__What is expected__.
Retrieve each line that contains the word "belt" from the entries below.
________________________________________
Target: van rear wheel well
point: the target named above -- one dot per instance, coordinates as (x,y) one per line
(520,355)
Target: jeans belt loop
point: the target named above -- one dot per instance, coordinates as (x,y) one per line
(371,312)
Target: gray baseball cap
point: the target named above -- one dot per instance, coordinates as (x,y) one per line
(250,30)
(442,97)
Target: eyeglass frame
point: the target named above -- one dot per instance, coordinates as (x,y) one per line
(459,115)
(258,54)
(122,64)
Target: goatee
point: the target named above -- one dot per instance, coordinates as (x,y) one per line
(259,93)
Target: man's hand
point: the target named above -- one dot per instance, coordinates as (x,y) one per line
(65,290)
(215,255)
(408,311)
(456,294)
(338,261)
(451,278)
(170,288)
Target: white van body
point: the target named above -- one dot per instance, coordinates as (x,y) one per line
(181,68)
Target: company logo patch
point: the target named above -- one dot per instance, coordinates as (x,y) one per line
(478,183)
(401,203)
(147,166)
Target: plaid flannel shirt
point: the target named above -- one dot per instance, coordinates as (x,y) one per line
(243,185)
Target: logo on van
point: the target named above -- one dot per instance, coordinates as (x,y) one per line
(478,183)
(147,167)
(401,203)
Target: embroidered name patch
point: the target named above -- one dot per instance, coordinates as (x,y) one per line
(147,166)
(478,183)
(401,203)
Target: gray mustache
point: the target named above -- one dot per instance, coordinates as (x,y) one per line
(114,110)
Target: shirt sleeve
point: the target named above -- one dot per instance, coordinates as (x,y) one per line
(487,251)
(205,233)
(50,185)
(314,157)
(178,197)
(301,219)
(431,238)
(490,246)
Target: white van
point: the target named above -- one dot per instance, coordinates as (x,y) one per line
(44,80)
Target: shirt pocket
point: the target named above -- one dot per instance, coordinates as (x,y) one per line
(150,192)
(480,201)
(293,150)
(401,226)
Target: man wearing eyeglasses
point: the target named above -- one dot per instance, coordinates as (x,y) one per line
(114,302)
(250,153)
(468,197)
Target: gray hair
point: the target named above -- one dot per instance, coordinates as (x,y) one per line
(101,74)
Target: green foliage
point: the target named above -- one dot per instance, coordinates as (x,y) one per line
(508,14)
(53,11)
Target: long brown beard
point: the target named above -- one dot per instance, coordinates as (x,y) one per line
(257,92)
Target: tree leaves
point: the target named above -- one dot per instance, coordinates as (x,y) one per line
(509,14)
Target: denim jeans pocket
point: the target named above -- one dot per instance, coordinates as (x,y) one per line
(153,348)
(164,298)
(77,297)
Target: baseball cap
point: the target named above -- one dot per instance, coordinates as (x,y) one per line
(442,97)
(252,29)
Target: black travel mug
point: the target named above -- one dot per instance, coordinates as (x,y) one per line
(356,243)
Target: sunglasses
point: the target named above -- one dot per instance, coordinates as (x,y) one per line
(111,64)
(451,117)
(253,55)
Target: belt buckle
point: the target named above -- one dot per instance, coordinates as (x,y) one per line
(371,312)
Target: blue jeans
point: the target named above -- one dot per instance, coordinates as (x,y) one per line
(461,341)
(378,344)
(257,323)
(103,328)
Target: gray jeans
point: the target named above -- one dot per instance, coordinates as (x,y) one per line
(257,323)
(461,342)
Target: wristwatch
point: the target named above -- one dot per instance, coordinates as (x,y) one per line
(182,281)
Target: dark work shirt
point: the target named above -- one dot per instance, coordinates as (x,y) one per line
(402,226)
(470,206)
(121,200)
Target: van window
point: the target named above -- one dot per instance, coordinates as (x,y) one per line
________________________________________
__Response to the task__.
Target: jeans belt loop
Target: belt buckle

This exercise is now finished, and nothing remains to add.